Task input
☆ ☆ ☆ ☆ ☆ ☆ ☆
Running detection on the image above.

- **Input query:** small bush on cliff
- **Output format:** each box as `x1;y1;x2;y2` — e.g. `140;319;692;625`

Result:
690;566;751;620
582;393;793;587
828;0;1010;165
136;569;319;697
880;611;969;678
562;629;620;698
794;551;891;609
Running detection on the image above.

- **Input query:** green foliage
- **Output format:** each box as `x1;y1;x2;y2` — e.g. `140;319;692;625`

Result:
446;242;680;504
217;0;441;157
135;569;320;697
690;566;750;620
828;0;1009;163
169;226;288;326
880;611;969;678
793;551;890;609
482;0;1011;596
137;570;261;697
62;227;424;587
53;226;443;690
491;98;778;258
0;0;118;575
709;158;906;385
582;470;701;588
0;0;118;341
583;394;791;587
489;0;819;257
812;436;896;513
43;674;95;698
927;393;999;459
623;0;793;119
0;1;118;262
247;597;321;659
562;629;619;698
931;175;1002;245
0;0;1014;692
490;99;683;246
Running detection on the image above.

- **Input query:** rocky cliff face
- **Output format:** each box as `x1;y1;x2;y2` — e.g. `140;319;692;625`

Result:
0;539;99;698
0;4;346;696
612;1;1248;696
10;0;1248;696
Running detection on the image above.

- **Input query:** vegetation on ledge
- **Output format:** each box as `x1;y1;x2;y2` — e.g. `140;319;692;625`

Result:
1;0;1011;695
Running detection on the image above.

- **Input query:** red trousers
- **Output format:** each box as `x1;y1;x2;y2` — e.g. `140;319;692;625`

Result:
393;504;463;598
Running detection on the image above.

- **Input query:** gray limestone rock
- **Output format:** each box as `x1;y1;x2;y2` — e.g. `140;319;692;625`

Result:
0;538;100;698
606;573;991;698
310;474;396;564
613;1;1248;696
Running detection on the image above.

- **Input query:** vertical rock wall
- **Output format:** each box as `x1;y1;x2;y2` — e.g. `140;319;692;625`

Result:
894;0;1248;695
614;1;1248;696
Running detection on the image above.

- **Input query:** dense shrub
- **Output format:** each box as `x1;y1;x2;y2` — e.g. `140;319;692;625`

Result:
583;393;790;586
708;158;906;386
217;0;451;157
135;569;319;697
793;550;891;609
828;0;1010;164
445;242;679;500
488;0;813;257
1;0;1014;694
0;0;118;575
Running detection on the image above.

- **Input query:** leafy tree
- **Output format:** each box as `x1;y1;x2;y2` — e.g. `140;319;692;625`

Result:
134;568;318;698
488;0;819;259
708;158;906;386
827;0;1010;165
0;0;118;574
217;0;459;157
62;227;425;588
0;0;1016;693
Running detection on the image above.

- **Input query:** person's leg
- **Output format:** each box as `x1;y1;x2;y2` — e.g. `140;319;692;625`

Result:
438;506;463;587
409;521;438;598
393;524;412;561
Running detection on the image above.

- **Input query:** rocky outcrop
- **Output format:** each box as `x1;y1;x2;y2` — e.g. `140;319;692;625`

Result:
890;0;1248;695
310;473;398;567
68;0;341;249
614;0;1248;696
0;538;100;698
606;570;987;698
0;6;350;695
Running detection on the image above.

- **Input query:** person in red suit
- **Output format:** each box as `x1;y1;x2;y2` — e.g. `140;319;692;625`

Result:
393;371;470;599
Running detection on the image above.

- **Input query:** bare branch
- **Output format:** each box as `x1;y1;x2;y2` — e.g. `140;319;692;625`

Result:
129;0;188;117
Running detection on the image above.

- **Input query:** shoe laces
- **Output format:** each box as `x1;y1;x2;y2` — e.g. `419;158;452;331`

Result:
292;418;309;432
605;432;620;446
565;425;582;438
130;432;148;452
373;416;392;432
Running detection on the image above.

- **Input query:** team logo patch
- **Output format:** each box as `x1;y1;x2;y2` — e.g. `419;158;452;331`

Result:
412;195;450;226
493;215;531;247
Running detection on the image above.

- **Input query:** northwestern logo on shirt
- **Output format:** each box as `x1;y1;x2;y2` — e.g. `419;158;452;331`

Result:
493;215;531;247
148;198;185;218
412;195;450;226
☆ ☆ ☆ ☆ ☆ ☆ ☆
Exercise goal
The lines in the records above that include the word "logo" must be copied out.

Written response
- **Input query:** team logo patch
- **Input query:** northwestern logo on shirt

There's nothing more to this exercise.